Data listing

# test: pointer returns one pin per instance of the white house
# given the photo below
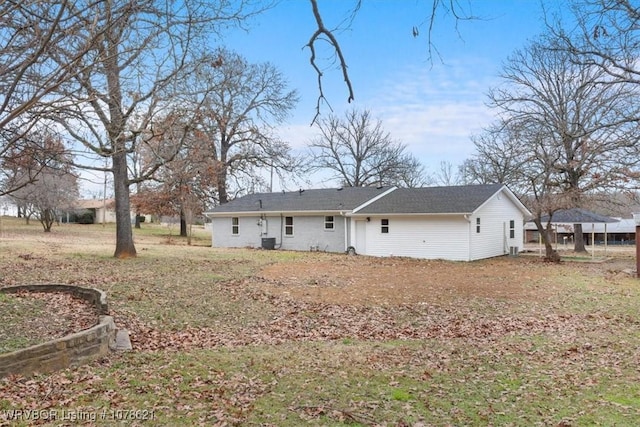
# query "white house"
(461, 223)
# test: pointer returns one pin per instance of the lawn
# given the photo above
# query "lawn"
(252, 337)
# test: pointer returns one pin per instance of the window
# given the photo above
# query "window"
(288, 226)
(328, 223)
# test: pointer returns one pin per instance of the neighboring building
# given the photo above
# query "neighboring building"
(461, 223)
(595, 227)
(99, 210)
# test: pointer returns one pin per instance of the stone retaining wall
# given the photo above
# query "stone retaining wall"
(69, 351)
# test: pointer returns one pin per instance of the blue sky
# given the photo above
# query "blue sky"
(431, 106)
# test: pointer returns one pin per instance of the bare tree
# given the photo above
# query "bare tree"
(240, 105)
(30, 34)
(603, 34)
(128, 77)
(359, 152)
(577, 129)
(325, 34)
(55, 186)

Your assignment
In the answer, the data should reappear exactly, with no pictures.

Task output
# test: pointer returns one pin per instance of the white house
# given the photo below
# query "white house"
(461, 223)
# test: pointer returns one pin per instance of the lawn
# given the photo above
# query "lawn"
(252, 337)
# test: pointer returns one pin per instance of the window
# given the photo above
# query "window"
(288, 226)
(328, 223)
# test: pointer returns one pin per instance of the neighboring building
# given the photo above
# query "neighboring building"
(461, 223)
(595, 227)
(99, 210)
# test: pointer returns one pin per instance of the stone retaining wall
# given the photo above
# query "stone retaining wall"
(69, 351)
# test: pointer returns one pin per instance of the blue sky
# given the photo above
# query "blue sky"
(431, 106)
# test: pointer returns one pin per instance of the bare tree
# given the photo above
# query "bare tree"
(240, 105)
(30, 34)
(603, 34)
(128, 77)
(359, 152)
(577, 129)
(325, 34)
(55, 186)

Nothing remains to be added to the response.